### Goal
Extract verbatim the rows below between the line containing "class: distant mountain." and the line containing "[926,670,1007,724]", inclusive.

Coordinate annotation entries

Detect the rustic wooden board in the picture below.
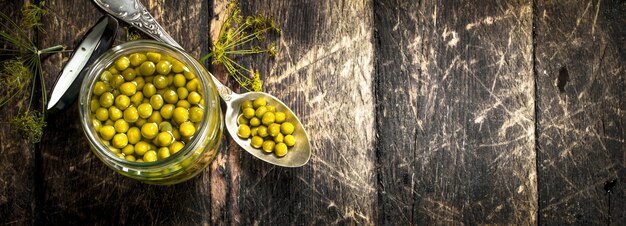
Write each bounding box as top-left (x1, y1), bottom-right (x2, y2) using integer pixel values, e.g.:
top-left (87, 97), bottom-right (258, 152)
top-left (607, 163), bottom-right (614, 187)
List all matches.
top-left (211, 1), bottom-right (377, 225)
top-left (0, 1), bottom-right (40, 225)
top-left (535, 1), bottom-right (626, 225)
top-left (374, 0), bottom-right (537, 225)
top-left (38, 0), bottom-right (211, 225)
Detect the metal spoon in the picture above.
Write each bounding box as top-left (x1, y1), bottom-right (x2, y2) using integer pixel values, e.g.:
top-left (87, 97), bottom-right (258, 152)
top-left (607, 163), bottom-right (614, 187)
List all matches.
top-left (94, 0), bottom-right (311, 167)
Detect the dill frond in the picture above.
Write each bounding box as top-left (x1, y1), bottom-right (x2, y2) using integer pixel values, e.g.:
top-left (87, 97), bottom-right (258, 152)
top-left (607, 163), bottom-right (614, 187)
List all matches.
top-left (10, 111), bottom-right (46, 143)
top-left (201, 0), bottom-right (282, 91)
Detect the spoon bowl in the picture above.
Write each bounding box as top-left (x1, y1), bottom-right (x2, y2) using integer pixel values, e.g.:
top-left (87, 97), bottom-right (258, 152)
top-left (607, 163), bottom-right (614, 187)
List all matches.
top-left (224, 92), bottom-right (311, 167)
top-left (94, 0), bottom-right (311, 167)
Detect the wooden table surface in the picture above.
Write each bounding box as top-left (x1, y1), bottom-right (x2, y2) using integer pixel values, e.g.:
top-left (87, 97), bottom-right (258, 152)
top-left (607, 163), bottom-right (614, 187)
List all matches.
top-left (0, 0), bottom-right (626, 225)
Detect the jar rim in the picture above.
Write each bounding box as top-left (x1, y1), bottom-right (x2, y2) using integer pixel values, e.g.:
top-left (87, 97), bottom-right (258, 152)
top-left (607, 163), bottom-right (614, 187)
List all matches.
top-left (79, 40), bottom-right (223, 170)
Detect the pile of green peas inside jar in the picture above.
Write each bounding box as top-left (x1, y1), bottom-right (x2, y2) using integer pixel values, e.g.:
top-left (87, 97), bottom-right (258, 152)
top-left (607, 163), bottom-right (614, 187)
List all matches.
top-left (90, 52), bottom-right (205, 162)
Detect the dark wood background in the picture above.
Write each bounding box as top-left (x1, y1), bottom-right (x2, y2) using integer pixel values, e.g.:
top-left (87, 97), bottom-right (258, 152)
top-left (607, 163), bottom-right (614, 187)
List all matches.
top-left (0, 0), bottom-right (626, 225)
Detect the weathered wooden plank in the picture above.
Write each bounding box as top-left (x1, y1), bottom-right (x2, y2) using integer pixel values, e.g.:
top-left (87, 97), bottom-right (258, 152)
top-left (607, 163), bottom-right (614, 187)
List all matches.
top-left (374, 0), bottom-right (537, 225)
top-left (535, 1), bottom-right (626, 225)
top-left (39, 0), bottom-right (211, 225)
top-left (0, 1), bottom-right (37, 225)
top-left (212, 1), bottom-right (377, 225)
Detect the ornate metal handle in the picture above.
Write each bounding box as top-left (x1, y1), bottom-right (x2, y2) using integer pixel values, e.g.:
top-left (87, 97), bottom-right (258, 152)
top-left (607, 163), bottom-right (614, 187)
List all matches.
top-left (94, 0), bottom-right (183, 49)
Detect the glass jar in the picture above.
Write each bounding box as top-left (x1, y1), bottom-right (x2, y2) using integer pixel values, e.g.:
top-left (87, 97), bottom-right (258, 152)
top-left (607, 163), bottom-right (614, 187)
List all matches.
top-left (79, 40), bottom-right (223, 185)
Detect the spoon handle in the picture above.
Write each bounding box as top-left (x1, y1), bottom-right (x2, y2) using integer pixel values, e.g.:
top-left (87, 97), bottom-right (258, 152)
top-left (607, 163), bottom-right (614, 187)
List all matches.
top-left (94, 0), bottom-right (183, 49)
top-left (94, 0), bottom-right (233, 102)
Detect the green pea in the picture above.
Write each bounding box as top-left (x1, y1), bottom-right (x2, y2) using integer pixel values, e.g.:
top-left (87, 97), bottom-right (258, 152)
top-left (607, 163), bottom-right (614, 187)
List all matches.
top-left (241, 100), bottom-right (252, 111)
top-left (280, 122), bottom-right (294, 135)
top-left (274, 133), bottom-right (285, 143)
top-left (109, 106), bottom-right (124, 121)
top-left (130, 92), bottom-right (143, 106)
top-left (143, 83), bottom-right (156, 98)
top-left (183, 70), bottom-right (196, 80)
top-left (237, 124), bottom-right (250, 139)
top-left (176, 87), bottom-right (189, 100)
top-left (152, 75), bottom-right (167, 89)
top-left (148, 111), bottom-right (163, 124)
top-left (89, 98), bottom-right (100, 113)
top-left (242, 108), bottom-right (254, 119)
top-left (135, 141), bottom-right (150, 156)
top-left (262, 140), bottom-right (275, 153)
top-left (252, 97), bottom-right (267, 108)
top-left (124, 154), bottom-right (137, 162)
top-left (172, 107), bottom-right (189, 124)
top-left (113, 119), bottom-right (129, 133)
top-left (250, 117), bottom-right (261, 126)
top-left (173, 74), bottom-right (187, 87)
top-left (128, 53), bottom-right (148, 67)
top-left (150, 94), bottom-right (163, 110)
top-left (179, 122), bottom-right (196, 137)
top-left (285, 135), bottom-right (296, 147)
top-left (146, 52), bottom-right (161, 63)
top-left (185, 79), bottom-right (199, 91)
top-left (158, 147), bottom-right (170, 159)
top-left (274, 111), bottom-right (286, 123)
top-left (237, 114), bottom-right (250, 125)
top-left (137, 103), bottom-right (152, 118)
top-left (111, 133), bottom-right (128, 148)
top-left (254, 106), bottom-right (267, 119)
top-left (100, 126), bottom-right (115, 140)
top-left (133, 77), bottom-right (146, 90)
top-left (100, 71), bottom-right (113, 82)
top-left (250, 136), bottom-right (263, 148)
top-left (156, 132), bottom-right (174, 147)
top-left (189, 106), bottom-right (204, 122)
top-left (261, 111), bottom-right (276, 126)
top-left (126, 127), bottom-right (141, 144)
top-left (187, 91), bottom-right (202, 104)
top-left (257, 126), bottom-right (269, 137)
top-left (122, 68), bottom-right (137, 82)
top-left (159, 104), bottom-right (175, 119)
top-left (110, 75), bottom-right (126, 88)
top-left (91, 119), bottom-right (102, 132)
top-left (115, 95), bottom-right (130, 110)
top-left (176, 100), bottom-right (191, 108)
top-left (267, 123), bottom-right (280, 137)
top-left (115, 57), bottom-right (130, 71)
top-left (122, 145), bottom-right (135, 155)
top-left (170, 141), bottom-right (185, 154)
top-left (156, 60), bottom-right (172, 75)
top-left (250, 127), bottom-right (259, 136)
top-left (141, 123), bottom-right (159, 139)
top-left (265, 105), bottom-right (276, 113)
top-left (100, 92), bottom-right (114, 108)
top-left (159, 121), bottom-right (174, 132)
top-left (139, 61), bottom-right (156, 76)
top-left (120, 82), bottom-right (137, 96)
top-left (163, 90), bottom-right (178, 104)
top-left (93, 81), bottom-right (111, 96)
top-left (274, 143), bottom-right (287, 157)
top-left (143, 150), bottom-right (157, 162)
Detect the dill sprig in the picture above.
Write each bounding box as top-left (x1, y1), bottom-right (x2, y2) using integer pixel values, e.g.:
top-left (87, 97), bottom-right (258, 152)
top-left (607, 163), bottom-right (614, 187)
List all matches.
top-left (0, 2), bottom-right (65, 143)
top-left (200, 0), bottom-right (282, 91)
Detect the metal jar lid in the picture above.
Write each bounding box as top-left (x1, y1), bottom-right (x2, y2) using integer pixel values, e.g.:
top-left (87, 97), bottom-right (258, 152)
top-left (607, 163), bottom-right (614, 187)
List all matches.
top-left (47, 15), bottom-right (118, 113)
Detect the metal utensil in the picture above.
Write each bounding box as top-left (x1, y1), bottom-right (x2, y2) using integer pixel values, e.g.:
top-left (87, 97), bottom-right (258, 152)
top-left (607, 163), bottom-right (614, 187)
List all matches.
top-left (94, 0), bottom-right (311, 167)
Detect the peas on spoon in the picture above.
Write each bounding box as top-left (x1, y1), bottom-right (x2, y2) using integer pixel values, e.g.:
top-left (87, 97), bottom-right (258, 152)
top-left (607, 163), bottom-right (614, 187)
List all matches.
top-left (94, 0), bottom-right (311, 167)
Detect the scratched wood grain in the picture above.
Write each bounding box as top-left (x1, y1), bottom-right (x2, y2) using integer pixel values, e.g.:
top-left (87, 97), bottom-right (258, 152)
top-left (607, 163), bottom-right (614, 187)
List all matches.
top-left (211, 1), bottom-right (377, 225)
top-left (0, 1), bottom-right (40, 225)
top-left (535, 1), bottom-right (626, 225)
top-left (374, 0), bottom-right (537, 225)
top-left (37, 0), bottom-right (211, 225)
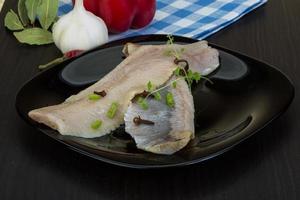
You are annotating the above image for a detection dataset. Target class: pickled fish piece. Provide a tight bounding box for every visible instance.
[125,78,195,155]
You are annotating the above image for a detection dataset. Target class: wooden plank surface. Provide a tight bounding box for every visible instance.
[0,0,300,200]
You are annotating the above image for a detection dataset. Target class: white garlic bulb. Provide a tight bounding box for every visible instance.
[53,0,108,53]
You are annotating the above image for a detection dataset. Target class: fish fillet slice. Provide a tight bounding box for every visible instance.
[29,42,218,138]
[125,78,194,155]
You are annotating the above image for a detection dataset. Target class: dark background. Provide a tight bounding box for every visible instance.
[0,0,300,200]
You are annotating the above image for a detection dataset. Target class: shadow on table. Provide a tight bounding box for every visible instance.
[20,108,292,199]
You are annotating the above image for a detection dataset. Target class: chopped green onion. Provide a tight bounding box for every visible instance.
[147,81,153,92]
[137,97,149,110]
[153,92,161,101]
[89,94,101,101]
[166,92,175,108]
[174,67,181,76]
[91,120,102,130]
[106,102,118,119]
[172,81,177,88]
[193,72,201,83]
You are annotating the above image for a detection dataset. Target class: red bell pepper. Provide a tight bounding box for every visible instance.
[73,0,156,33]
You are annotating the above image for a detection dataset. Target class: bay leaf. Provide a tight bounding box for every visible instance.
[25,0,40,24]
[18,0,29,26]
[14,28,53,45]
[4,10,24,31]
[37,0,58,30]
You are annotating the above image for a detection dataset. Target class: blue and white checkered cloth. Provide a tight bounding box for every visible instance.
[59,0,267,40]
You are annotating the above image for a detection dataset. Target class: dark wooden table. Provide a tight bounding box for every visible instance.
[0,0,300,200]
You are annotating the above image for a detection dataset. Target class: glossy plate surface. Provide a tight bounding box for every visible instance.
[16,35,294,168]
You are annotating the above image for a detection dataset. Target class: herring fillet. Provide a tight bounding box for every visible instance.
[29,42,218,138]
[125,77,195,155]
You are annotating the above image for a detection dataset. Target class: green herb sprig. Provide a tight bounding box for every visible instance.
[4,0,58,45]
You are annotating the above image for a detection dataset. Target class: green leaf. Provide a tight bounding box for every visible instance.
[4,10,24,31]
[193,72,201,83]
[166,92,175,108]
[137,97,149,110]
[18,0,29,26]
[91,120,102,130]
[37,0,58,30]
[153,92,161,101]
[174,67,181,76]
[25,0,40,24]
[172,81,177,88]
[106,102,119,119]
[14,28,53,45]
[147,81,153,92]
[89,94,101,101]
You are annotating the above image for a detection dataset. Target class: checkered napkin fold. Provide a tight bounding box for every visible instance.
[59,0,267,40]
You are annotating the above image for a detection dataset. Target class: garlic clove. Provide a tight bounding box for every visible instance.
[53,0,108,53]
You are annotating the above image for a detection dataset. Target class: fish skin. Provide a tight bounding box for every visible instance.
[124,77,195,155]
[28,42,219,139]
[28,46,175,138]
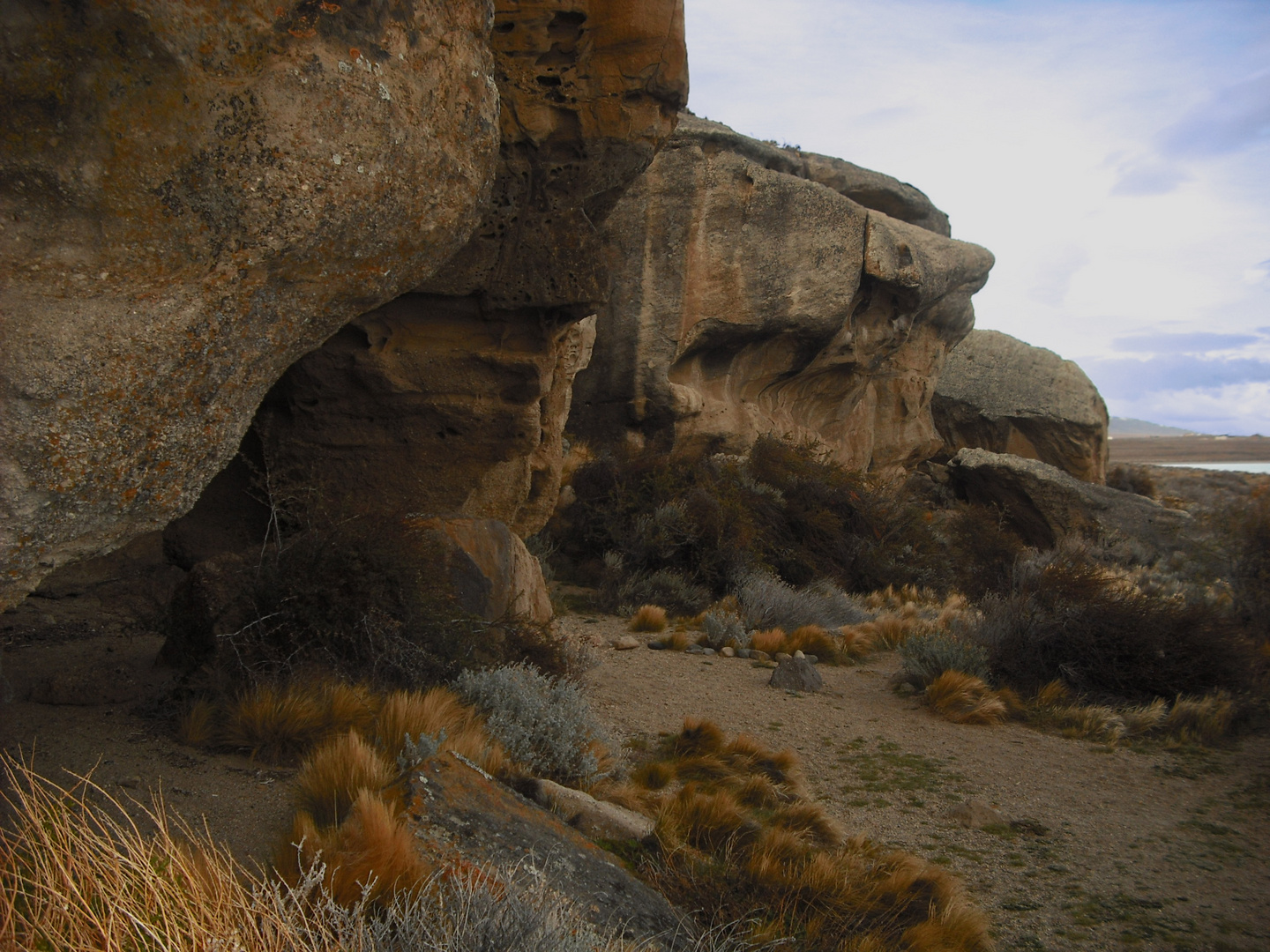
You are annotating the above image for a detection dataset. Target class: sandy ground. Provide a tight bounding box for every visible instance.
[0,615,1270,952]
[563,615,1270,952]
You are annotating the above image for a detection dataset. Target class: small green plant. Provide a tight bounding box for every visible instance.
[455,664,612,785]
[900,632,988,690]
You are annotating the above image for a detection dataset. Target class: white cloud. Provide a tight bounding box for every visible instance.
[687,0,1270,429]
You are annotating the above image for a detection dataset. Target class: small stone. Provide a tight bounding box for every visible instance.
[944,800,1005,830]
[767,655,825,693]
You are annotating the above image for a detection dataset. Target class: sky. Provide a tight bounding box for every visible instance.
[686,0,1270,435]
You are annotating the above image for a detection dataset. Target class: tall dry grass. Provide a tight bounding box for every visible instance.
[597,719,990,952]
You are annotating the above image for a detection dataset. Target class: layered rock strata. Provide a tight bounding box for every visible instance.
[931,330,1108,482]
[949,448,1194,556]
[0,0,499,606]
[571,115,993,472]
[0,0,687,606]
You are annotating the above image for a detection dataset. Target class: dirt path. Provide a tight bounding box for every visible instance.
[563,615,1270,952]
[0,615,1270,952]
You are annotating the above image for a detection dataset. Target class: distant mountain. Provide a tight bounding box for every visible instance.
[1108,416,1204,438]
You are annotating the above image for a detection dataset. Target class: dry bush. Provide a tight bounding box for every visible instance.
[604,719,990,952]
[626,606,666,634]
[967,548,1256,702]
[926,670,1007,724]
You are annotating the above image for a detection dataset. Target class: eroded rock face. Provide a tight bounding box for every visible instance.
[0,0,499,606]
[931,330,1108,482]
[257,294,595,536]
[949,448,1192,556]
[571,115,993,471]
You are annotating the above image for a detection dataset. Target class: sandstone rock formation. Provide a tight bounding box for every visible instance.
[931,330,1108,482]
[0,0,499,606]
[949,448,1192,554]
[571,115,992,471]
[407,517,551,622]
[0,0,687,606]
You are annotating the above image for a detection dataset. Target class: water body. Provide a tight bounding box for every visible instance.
[1155,464,1270,473]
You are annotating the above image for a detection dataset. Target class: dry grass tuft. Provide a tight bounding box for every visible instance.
[295,730,396,826]
[375,688,511,774]
[604,721,990,952]
[785,624,838,661]
[837,624,874,658]
[926,672,1007,724]
[627,606,666,634]
[750,628,785,655]
[1160,692,1235,744]
[220,684,329,762]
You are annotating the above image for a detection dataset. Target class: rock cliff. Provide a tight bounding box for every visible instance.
[0,0,499,606]
[0,0,687,606]
[931,330,1108,482]
[571,115,993,471]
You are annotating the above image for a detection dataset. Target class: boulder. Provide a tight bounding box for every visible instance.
[571,115,993,472]
[945,800,1005,830]
[407,516,551,623]
[0,0,500,606]
[949,448,1192,554]
[404,755,692,948]
[767,658,825,693]
[147,0,687,561]
[931,330,1108,482]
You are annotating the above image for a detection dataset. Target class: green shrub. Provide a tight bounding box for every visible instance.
[972,550,1255,701]
[551,436,944,604]
[900,634,988,690]
[453,664,607,785]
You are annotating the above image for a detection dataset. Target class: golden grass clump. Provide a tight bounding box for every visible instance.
[785,624,838,661]
[604,719,990,952]
[295,730,396,826]
[1160,692,1235,744]
[926,672,1007,724]
[750,628,785,655]
[837,624,874,658]
[626,606,666,634]
[0,755,339,952]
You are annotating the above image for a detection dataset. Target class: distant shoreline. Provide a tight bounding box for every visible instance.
[1109,436,1270,465]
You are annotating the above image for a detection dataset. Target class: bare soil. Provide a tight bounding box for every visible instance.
[561,615,1270,952]
[0,614,1270,952]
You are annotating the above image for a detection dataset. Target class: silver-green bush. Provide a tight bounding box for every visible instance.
[900,634,988,688]
[455,664,609,785]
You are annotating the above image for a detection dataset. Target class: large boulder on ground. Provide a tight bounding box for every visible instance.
[949,448,1192,554]
[571,115,993,471]
[405,754,692,948]
[0,0,499,606]
[407,516,551,622]
[931,330,1108,482]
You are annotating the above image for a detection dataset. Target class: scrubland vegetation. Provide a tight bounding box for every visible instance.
[0,438,1270,952]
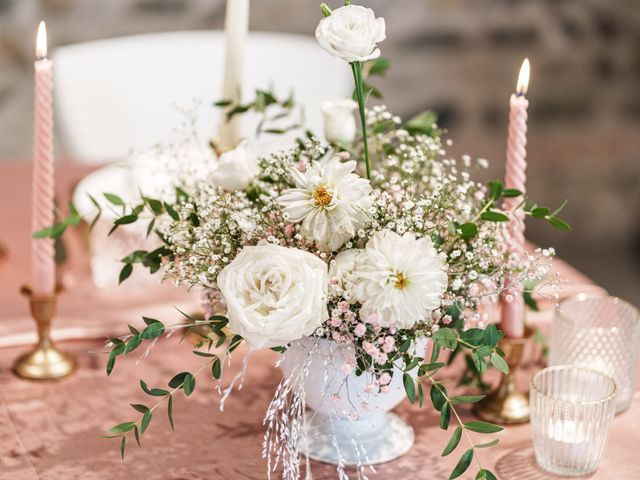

### Response
You are annotating the above image for a detection dataset. Target class: distant mountain. Provide a tight bounding box for every visible instance.
[1108,416,1204,438]
You are annotating the above image for a detection dataset. Target class: dry bush. Provide a tight bounding box for every visible instance.
[604,719,990,952]
[626,606,666,634]
[967,548,1256,702]
[926,670,1007,724]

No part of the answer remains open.